▶ [Work order]:
Can you write out, character for character, everything from the line containing "Inside an <instance>, optional" down to the line containing "positive clicks: (1075, 612) (1082, 538)", including both of those lines?

(Extracted data entries)
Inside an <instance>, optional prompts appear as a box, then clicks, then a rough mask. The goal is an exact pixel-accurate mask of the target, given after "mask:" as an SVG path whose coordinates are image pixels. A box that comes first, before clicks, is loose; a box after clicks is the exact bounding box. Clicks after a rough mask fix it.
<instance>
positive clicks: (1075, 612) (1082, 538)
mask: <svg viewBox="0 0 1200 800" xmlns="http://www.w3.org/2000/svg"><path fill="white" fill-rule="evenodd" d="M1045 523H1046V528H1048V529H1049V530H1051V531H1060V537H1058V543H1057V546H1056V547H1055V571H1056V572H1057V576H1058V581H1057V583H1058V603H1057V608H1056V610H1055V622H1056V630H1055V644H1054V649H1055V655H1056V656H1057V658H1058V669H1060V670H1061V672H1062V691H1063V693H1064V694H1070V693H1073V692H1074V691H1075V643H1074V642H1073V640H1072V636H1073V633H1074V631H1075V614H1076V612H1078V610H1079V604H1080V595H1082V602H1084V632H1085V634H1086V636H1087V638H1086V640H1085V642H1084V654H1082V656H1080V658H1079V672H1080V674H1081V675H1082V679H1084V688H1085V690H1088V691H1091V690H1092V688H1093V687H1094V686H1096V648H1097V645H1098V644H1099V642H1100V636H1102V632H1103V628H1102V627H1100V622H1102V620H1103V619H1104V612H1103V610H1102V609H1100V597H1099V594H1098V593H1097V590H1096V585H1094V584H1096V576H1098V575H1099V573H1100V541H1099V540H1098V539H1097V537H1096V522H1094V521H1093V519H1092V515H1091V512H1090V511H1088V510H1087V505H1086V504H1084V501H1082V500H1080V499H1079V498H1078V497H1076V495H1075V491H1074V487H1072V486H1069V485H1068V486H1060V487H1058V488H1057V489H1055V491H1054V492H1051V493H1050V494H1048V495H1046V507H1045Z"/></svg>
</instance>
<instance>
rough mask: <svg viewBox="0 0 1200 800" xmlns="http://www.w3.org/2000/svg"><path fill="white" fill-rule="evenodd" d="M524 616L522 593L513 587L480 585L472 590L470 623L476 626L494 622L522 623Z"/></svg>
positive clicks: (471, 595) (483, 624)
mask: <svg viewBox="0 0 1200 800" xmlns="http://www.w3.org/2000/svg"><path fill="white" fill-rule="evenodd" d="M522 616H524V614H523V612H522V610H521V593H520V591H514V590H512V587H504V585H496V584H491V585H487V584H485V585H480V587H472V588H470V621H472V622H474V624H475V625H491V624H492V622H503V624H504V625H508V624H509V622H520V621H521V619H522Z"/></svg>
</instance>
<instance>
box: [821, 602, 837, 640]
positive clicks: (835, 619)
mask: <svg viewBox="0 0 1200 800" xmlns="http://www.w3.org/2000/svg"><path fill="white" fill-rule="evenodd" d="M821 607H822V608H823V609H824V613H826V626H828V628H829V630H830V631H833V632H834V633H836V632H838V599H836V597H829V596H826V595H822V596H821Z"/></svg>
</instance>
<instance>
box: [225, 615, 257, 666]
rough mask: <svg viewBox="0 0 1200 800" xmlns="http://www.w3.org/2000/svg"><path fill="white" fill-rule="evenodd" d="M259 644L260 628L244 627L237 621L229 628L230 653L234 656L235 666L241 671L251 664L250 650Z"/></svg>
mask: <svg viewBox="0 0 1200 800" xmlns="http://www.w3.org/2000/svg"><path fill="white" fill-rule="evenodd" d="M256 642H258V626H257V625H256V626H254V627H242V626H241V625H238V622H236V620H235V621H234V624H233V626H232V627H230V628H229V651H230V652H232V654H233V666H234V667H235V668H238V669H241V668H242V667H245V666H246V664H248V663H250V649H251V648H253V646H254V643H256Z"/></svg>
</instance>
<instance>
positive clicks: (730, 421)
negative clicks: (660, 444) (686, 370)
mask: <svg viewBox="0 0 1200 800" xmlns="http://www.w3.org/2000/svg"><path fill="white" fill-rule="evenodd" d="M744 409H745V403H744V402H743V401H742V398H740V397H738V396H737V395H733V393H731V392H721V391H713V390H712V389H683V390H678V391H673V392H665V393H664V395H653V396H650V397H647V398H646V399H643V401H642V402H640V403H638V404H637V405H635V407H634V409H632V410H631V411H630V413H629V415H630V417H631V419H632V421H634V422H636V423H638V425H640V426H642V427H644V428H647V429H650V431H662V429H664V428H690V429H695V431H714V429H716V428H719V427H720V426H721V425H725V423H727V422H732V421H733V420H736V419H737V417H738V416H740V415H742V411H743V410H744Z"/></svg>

---

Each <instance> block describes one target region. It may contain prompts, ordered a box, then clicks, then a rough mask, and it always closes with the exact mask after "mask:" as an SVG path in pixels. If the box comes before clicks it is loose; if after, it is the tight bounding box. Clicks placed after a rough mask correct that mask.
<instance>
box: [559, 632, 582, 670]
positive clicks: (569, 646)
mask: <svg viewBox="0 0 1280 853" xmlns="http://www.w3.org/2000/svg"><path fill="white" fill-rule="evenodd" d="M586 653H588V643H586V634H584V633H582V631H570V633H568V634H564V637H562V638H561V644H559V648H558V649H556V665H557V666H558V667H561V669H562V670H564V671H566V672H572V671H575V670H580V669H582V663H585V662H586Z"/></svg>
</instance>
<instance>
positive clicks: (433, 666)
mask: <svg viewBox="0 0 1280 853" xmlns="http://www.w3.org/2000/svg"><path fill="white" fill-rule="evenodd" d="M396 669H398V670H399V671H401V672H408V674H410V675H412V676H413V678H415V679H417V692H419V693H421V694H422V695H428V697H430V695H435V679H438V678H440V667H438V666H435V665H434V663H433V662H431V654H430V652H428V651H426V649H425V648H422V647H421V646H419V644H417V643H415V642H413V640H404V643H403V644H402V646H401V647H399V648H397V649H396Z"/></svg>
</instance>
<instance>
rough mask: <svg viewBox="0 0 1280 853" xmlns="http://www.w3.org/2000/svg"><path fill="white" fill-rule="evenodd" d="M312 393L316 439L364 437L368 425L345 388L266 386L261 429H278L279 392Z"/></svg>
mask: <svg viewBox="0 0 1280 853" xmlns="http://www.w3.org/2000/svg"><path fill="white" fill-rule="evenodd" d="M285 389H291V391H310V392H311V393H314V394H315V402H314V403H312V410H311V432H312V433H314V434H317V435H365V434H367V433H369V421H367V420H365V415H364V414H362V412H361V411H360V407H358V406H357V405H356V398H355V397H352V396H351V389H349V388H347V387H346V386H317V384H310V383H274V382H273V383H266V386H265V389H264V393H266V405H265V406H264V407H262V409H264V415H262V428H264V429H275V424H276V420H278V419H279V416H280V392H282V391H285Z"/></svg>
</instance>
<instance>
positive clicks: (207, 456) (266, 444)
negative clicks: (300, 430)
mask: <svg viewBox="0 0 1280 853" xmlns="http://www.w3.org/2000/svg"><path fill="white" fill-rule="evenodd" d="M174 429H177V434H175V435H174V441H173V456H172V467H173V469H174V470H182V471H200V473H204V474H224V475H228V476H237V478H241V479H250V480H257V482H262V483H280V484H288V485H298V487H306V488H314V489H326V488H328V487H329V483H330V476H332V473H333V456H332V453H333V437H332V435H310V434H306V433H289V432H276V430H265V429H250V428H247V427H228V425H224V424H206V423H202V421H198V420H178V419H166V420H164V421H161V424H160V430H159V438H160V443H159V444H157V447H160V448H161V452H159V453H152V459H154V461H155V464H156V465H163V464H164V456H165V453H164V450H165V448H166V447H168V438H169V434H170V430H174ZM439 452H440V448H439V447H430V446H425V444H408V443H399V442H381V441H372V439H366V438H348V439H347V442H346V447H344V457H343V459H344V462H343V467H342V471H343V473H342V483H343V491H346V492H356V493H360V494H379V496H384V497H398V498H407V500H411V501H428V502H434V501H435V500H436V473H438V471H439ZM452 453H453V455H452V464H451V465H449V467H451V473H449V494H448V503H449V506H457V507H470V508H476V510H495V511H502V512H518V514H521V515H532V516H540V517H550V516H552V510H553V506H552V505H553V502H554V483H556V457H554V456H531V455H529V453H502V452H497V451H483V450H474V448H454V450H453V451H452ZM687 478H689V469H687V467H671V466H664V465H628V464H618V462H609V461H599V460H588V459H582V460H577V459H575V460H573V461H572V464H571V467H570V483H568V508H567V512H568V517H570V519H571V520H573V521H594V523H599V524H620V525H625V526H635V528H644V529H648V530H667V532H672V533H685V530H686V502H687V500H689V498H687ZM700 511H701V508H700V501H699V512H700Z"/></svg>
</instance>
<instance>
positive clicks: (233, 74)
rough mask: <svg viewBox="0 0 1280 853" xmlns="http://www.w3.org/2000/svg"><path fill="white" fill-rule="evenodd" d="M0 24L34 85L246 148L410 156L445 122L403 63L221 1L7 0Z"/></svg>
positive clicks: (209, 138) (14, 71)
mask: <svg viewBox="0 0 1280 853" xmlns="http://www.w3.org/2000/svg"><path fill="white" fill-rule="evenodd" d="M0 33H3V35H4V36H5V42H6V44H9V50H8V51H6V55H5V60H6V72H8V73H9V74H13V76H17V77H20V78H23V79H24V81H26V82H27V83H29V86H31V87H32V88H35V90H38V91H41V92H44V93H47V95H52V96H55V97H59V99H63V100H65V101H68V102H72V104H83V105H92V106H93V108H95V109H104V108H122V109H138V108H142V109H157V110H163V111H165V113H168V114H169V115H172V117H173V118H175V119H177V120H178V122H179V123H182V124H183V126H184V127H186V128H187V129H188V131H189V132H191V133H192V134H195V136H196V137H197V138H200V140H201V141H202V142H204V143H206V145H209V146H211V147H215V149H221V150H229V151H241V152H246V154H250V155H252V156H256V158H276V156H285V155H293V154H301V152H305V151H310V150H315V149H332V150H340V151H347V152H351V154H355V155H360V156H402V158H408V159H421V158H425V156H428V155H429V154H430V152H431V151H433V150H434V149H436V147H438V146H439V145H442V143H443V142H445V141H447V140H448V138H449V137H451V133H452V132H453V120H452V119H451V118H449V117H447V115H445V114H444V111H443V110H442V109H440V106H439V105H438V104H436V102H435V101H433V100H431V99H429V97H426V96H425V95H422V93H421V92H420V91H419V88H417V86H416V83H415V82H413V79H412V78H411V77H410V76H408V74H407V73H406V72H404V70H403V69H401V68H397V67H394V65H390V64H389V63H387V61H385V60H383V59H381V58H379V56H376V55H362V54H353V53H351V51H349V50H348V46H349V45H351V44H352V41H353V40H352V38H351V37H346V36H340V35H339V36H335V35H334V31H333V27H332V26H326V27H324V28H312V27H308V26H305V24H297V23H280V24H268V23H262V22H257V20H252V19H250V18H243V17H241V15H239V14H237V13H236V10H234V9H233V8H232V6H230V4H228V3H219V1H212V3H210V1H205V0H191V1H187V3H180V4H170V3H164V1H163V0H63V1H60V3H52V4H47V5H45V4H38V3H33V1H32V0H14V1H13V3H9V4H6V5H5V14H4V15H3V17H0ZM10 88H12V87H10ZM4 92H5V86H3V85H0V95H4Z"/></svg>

▶ [Output below]:
Inside an <instance>, optional prompts appear as a box, then clicks, then a rough mask. The goal is an exact pixel-accurate mask of the target, given after "mask:" as an SVG path whose coordinates are image pixels. A box that comes first, before clicks, is loose; a box after clicks is the exact bounding box. Clicks after a rough mask fix it.
<instance>
positive clicks: (1075, 612) (1082, 538)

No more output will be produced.